__Your objective__
Write out the items below word for word, from the first line through the line that contains "[(292, 156), (452, 162), (88, 188), (487, 159)]", including both. Copy nothing beyond that line.

__Provided data__
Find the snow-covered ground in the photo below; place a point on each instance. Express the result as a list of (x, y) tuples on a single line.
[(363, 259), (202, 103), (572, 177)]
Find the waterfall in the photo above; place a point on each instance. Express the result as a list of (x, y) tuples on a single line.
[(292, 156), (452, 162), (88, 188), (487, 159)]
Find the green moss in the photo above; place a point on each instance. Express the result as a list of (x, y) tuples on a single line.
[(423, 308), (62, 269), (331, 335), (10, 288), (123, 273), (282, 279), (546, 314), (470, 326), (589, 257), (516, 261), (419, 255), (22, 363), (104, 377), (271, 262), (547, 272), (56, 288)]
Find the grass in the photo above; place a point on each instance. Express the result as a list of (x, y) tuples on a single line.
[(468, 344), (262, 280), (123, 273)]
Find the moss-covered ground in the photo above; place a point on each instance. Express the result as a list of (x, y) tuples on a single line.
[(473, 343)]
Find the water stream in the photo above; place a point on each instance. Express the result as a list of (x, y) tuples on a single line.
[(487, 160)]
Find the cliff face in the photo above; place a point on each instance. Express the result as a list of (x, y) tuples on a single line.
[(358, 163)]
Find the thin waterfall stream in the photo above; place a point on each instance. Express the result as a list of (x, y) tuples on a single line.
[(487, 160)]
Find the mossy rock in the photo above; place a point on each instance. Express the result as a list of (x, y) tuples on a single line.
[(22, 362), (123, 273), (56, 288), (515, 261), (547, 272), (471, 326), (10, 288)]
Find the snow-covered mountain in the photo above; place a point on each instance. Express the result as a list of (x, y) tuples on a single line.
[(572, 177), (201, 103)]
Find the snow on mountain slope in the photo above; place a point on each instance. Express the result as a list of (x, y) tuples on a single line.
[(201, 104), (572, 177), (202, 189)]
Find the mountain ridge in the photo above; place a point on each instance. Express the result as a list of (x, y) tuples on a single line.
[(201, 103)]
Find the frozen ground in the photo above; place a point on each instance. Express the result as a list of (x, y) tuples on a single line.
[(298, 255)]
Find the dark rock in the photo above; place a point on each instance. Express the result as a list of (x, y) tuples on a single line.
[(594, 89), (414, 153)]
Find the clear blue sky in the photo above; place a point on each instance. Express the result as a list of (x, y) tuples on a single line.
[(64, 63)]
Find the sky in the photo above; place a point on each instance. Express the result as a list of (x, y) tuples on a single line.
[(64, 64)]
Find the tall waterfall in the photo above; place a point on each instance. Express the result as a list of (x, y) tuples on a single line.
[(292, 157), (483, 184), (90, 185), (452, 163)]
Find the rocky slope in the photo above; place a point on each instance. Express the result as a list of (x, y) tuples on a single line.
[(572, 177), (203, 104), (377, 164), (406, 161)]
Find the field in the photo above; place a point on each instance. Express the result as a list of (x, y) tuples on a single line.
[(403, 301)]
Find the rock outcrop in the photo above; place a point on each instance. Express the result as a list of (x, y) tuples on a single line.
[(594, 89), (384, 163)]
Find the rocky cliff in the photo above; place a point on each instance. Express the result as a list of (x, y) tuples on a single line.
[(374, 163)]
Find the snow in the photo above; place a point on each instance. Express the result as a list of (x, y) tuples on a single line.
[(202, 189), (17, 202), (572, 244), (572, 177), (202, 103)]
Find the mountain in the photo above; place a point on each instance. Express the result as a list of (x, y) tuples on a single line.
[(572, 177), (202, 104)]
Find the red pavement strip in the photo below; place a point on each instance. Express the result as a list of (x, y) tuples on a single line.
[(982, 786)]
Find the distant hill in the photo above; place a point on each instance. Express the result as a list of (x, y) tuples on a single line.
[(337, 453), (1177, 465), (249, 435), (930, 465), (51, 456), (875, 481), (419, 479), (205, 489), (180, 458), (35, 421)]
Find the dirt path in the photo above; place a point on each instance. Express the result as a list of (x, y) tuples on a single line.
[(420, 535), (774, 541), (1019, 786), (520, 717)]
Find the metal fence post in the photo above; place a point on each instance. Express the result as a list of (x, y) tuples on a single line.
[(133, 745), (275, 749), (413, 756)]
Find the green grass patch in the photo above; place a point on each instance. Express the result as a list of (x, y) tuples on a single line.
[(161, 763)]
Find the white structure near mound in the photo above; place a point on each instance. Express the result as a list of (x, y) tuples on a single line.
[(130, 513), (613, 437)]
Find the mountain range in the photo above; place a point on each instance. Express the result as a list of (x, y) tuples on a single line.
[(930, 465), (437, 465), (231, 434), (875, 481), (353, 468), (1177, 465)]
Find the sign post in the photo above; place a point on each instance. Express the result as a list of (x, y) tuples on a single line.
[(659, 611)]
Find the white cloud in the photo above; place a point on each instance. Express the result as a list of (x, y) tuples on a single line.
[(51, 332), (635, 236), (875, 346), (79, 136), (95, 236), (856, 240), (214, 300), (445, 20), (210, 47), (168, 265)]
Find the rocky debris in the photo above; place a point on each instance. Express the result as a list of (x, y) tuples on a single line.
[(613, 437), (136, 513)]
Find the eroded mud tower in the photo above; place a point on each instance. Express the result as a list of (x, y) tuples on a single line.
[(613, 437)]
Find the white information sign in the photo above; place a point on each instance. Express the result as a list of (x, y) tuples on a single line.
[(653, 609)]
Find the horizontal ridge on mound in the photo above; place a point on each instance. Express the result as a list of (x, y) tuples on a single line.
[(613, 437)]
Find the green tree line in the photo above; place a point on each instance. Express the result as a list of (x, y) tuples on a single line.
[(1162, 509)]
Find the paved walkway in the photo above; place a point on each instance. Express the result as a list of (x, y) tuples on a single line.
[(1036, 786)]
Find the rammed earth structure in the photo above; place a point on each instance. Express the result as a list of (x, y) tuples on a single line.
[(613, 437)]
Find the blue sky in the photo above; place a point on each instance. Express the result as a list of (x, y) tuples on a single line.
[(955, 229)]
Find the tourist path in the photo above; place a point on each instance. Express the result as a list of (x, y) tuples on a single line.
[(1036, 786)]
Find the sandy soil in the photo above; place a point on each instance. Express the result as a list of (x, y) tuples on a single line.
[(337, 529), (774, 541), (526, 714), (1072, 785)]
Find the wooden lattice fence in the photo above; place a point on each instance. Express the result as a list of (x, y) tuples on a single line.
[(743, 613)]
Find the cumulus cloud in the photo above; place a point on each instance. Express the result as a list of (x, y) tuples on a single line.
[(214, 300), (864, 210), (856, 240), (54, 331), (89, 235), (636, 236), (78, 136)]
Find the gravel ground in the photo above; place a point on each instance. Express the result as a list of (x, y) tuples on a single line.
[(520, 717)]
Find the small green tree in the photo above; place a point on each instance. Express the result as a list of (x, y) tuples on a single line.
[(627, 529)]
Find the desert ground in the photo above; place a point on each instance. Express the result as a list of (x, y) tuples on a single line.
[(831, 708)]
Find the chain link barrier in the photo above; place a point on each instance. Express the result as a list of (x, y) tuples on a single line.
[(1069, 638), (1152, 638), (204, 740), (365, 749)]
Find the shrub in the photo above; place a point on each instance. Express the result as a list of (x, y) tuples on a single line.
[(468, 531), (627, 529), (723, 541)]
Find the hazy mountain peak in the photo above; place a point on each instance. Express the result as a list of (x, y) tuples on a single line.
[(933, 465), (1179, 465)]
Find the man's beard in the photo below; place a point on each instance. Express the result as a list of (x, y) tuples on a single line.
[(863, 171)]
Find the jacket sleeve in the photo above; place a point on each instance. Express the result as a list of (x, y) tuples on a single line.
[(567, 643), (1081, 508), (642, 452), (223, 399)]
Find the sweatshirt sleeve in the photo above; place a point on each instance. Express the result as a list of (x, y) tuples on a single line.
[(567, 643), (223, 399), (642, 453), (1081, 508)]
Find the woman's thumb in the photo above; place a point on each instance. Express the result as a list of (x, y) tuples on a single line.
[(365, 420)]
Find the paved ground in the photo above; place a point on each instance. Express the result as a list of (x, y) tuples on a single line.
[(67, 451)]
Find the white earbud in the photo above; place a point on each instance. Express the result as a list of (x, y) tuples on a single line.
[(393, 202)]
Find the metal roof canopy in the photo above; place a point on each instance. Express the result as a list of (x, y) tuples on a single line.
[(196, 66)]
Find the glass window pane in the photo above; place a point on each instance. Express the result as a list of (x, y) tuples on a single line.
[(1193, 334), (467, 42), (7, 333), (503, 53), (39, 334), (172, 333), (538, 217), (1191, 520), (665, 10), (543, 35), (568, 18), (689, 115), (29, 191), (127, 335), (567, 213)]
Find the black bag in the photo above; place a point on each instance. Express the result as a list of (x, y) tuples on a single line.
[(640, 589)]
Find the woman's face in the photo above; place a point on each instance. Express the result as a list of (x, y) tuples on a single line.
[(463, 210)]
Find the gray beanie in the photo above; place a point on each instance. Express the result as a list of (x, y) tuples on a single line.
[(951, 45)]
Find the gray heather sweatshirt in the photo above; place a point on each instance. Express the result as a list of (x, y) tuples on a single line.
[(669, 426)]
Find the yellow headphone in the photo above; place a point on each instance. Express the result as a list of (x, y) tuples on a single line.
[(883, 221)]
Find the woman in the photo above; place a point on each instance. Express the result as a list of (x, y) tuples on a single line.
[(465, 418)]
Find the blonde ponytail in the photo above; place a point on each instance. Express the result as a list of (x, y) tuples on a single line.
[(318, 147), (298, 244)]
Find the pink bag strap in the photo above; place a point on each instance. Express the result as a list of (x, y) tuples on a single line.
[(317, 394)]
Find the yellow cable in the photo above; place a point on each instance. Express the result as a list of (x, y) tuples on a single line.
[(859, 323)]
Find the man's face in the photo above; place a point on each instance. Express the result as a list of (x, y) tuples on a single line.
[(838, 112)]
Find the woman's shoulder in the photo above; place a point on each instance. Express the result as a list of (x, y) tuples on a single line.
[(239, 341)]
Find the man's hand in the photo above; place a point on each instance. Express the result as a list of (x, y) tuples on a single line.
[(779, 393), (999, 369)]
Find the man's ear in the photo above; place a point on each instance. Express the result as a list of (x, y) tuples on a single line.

__Output for this exercise__
Find the snow-covered ground in the photo below; place a point on each instance. Express the result as a list of (x, y) tuples on a single line.
[(363, 259), (202, 103), (572, 177)]
Find the waterfall in the photo above; place a point on each instance. Express the result as a list of (x, y) tuples on a single line.
[(292, 156), (452, 162), (88, 188), (487, 159)]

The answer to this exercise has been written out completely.